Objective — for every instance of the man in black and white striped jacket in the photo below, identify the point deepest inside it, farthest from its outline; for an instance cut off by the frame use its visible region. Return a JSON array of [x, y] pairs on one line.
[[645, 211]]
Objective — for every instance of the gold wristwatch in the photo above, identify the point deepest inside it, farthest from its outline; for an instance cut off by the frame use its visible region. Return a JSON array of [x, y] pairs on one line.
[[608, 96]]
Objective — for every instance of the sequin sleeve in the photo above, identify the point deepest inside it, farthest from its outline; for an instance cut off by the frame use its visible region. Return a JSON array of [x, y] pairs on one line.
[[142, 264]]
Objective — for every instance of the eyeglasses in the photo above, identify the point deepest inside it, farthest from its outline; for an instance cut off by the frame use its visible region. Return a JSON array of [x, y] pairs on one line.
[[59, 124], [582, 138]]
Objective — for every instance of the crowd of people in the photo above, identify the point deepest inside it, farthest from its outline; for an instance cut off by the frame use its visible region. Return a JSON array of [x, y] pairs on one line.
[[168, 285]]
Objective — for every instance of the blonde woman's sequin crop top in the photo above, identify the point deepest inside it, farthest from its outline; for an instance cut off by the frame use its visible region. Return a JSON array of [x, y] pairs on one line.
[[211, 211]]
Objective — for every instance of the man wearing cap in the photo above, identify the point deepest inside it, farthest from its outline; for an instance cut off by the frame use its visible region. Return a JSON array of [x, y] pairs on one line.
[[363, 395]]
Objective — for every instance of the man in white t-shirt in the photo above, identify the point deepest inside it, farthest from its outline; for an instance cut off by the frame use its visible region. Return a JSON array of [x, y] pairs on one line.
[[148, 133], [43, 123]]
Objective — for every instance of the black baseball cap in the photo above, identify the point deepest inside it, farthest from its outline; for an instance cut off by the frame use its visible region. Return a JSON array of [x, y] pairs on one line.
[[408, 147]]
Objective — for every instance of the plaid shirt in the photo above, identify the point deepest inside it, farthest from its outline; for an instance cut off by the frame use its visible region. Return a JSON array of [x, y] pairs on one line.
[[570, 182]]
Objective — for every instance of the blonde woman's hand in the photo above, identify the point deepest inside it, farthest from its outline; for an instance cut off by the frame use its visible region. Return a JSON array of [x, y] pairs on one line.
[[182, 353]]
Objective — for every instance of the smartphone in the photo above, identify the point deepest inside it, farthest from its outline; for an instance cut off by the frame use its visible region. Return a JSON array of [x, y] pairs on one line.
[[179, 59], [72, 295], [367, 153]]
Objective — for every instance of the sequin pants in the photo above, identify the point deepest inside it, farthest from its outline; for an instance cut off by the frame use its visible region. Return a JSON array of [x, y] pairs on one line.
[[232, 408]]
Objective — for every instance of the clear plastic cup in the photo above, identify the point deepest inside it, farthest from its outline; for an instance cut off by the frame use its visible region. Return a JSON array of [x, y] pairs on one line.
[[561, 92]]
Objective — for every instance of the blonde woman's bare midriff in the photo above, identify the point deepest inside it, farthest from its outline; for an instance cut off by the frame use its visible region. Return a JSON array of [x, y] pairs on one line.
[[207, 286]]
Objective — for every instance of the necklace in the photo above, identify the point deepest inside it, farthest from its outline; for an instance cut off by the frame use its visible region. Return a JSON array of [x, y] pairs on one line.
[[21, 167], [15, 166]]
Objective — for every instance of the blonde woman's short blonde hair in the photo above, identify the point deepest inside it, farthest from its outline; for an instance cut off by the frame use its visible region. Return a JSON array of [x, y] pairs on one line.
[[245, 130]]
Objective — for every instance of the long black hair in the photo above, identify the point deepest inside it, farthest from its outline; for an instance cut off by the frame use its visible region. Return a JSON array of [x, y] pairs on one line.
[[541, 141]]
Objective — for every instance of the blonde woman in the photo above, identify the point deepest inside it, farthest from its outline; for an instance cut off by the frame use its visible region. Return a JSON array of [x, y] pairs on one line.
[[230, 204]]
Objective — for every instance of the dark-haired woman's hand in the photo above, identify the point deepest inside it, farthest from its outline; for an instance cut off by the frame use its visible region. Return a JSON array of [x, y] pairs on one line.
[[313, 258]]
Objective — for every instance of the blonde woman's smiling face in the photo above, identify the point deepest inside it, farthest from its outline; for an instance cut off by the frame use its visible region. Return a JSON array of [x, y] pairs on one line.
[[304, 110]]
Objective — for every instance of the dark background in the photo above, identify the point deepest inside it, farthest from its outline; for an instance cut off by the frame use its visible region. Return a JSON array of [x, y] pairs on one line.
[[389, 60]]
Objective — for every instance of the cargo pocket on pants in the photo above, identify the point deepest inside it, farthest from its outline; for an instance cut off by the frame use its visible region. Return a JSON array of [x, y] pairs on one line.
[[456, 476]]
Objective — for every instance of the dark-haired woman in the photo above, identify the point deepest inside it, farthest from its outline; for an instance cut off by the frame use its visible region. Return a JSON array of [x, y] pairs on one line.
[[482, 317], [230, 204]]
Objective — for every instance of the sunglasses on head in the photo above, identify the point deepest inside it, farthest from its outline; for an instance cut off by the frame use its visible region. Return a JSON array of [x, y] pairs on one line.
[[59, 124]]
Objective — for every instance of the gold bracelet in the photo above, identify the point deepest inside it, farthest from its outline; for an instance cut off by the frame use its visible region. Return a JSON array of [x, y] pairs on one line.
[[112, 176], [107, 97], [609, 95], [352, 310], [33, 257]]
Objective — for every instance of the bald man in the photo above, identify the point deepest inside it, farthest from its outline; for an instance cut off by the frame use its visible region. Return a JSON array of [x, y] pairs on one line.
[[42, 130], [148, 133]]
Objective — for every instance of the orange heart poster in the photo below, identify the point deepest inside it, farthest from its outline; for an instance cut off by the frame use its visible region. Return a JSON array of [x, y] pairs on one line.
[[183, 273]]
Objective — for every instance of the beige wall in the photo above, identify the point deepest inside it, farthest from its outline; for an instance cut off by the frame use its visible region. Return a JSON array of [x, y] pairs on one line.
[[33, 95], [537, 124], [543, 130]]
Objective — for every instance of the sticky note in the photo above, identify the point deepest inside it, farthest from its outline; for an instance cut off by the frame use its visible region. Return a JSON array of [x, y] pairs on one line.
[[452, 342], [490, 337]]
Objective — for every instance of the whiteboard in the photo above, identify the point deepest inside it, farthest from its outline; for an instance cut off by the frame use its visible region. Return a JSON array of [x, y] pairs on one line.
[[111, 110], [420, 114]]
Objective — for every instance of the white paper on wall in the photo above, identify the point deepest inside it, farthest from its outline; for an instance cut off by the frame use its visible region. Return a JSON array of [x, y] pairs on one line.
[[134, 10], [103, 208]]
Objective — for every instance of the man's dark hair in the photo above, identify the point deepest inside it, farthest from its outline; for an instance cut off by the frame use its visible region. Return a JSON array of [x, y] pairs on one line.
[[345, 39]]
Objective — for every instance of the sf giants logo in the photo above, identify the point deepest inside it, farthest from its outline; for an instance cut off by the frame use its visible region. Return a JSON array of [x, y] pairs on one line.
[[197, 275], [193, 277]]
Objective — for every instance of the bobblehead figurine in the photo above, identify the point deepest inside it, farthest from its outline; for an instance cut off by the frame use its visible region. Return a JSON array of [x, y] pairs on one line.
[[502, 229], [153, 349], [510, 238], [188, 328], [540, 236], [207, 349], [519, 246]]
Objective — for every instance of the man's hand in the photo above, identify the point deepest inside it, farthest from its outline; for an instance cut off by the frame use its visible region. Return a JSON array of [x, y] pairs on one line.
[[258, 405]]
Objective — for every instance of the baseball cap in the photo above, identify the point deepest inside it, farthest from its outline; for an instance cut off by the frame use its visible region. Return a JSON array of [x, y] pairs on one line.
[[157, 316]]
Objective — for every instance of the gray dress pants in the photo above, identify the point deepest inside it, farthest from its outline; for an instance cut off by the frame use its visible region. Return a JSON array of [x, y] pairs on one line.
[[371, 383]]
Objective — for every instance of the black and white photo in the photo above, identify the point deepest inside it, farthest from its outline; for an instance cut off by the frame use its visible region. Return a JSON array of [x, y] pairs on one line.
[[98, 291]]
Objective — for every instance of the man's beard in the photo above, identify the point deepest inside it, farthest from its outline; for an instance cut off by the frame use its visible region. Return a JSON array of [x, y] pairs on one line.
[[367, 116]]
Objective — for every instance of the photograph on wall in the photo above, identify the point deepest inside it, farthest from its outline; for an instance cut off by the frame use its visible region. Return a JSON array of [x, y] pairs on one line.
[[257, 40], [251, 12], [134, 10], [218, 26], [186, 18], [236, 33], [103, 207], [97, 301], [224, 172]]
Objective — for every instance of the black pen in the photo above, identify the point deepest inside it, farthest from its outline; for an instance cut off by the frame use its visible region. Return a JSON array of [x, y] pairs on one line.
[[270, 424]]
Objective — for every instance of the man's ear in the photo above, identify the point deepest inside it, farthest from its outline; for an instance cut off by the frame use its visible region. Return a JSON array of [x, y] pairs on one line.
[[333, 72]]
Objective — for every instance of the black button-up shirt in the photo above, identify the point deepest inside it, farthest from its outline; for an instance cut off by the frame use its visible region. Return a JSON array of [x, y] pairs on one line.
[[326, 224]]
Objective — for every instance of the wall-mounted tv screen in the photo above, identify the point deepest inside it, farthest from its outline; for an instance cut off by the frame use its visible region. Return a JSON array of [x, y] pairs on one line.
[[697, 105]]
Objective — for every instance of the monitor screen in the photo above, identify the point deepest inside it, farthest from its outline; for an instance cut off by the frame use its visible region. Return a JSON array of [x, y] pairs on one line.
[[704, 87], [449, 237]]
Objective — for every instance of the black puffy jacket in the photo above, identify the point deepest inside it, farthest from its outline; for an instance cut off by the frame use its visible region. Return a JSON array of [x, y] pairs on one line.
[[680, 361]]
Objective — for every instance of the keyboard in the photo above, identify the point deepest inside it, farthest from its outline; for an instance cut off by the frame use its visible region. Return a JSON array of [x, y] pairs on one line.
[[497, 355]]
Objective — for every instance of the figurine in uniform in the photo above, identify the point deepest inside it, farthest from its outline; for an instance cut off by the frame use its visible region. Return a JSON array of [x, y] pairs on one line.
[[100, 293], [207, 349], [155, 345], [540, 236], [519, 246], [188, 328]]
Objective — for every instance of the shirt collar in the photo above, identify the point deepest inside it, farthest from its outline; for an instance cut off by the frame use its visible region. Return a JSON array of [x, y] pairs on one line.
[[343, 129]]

+ + + + + + +

**GIVEN EXERCISE:** Reproduce the entries from the line containing "Objective — for every instance of the blonde woman's short" through the line containing "[[541, 141]]", inclusive, with "long black hair" renamed to "long dark hair" and everything else left unchanged. Give only those lines.

**REPLY TO THE TASK:**
Objective — for every instance of the blonde woman's short blonde hair in the photo above, identify the point deepest inside it, farthest from its outline; for an instance cut off by the frame use its visible region. Return a JSON array of [x, y] pairs on one line.
[[245, 130]]
Objective — for every instance of the long dark hair in the photo above, identify the point deepest inside it, farthest from its outline; for an instance cut off by the frame use its visible region. Return a JSON array of [x, y] pairs on one line.
[[541, 141]]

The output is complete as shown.